_Brief_
Rescale only the part of the entries that opens with the line containing "of the **white" and closes with the line containing "5), (677, 2)]", writing out every line in it, including the text lines. In the outline lists, multiply each x and y coordinate by 1.4 and round it to a whole number, with halves rounded up.

_Records_

begin

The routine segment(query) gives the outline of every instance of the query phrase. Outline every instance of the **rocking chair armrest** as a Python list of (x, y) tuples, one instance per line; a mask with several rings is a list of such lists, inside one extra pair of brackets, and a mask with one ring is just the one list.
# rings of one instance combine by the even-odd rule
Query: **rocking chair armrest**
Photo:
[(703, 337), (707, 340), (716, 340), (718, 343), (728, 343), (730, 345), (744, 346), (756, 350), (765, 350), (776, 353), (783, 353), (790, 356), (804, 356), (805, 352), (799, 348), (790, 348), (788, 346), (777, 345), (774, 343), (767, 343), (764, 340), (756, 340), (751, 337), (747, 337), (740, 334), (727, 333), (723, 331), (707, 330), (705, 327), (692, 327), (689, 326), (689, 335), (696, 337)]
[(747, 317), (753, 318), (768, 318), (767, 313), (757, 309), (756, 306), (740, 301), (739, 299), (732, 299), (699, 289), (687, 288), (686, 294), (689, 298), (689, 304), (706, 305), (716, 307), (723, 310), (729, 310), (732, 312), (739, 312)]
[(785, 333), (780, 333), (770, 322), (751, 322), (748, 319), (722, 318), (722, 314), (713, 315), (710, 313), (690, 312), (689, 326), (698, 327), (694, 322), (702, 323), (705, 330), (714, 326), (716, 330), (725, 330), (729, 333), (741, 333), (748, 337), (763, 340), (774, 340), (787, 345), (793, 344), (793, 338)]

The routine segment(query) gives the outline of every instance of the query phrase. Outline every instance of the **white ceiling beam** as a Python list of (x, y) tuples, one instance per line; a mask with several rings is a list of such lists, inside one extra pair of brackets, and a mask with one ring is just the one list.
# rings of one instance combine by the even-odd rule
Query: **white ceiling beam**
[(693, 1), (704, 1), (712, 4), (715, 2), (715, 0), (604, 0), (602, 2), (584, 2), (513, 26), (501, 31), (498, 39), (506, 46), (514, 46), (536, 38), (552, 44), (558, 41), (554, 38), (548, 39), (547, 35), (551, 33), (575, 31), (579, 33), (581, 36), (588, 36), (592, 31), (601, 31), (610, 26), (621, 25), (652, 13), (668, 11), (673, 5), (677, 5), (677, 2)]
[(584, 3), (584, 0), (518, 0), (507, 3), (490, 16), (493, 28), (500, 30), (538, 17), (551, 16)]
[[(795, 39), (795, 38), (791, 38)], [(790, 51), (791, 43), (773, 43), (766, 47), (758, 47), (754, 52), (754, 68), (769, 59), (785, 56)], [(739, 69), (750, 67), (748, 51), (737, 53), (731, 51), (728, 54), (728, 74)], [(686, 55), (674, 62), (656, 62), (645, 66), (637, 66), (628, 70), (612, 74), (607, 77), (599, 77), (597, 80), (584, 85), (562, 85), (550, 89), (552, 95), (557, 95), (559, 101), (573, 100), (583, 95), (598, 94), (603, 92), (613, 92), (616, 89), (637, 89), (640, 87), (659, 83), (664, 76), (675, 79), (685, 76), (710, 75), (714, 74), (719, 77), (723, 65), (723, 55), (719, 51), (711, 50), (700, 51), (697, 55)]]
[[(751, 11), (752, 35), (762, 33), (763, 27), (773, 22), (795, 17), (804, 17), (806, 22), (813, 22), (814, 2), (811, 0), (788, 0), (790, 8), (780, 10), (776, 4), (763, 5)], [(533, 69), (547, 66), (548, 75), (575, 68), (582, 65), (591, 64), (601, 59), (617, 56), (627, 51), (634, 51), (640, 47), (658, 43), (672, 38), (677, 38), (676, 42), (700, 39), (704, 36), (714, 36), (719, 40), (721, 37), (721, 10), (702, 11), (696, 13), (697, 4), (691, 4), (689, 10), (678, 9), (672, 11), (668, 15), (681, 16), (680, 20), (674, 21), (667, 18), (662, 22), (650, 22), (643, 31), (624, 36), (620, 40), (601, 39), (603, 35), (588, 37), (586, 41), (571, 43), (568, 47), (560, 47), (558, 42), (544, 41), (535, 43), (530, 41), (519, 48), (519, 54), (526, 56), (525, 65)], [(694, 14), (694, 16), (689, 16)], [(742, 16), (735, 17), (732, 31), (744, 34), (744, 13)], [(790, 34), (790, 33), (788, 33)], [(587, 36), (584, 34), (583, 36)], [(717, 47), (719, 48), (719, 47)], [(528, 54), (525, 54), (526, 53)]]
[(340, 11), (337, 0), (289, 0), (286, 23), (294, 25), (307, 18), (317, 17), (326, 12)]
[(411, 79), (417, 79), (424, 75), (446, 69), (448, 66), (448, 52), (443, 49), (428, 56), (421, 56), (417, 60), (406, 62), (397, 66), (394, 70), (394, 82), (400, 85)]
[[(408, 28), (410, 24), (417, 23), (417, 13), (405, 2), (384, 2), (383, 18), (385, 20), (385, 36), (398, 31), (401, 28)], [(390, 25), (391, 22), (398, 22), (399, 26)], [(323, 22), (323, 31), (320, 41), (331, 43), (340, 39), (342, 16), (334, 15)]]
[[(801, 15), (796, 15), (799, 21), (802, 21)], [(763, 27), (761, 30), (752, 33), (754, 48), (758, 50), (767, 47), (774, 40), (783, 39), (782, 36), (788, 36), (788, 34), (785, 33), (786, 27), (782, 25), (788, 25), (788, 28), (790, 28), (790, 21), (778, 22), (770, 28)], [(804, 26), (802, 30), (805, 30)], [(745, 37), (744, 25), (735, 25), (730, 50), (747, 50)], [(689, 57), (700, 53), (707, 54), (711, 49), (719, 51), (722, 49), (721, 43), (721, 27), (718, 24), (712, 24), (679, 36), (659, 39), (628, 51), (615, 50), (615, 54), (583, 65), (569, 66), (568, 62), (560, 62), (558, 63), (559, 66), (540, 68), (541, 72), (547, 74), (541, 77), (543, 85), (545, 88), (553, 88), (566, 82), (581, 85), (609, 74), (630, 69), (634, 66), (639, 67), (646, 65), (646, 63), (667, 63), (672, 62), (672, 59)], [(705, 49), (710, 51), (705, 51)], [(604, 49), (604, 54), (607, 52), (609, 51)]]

end

_Written reply_
The routine segment(query) gives the outline of every instance of the query phrase. Outline every instance of the **white ceiling beam** as a Python list of (x, y) tuples, one instance per line; a mask with several rings is a list of such lists, inside one extra pair of brackets, and a mask with one ring is just the one list.
# rings of one instance combine by the even-odd rule
Query: **white ceiling beam**
[(970, 1), (986, 1), (997, 6), (1001, 3), (1001, 0), (846, 0), (843, 3), (818, 3), (718, 36), (701, 43), (697, 55), (708, 64), (720, 64), (750, 53), (773, 62), (781, 57), (776, 53), (767, 55), (766, 49), (771, 46), (805, 43), (811, 46), (813, 50), (823, 50), (829, 43), (841, 43), (854, 36), (869, 35), (913, 18), (935, 15), (942, 7), (948, 7), (948, 3)]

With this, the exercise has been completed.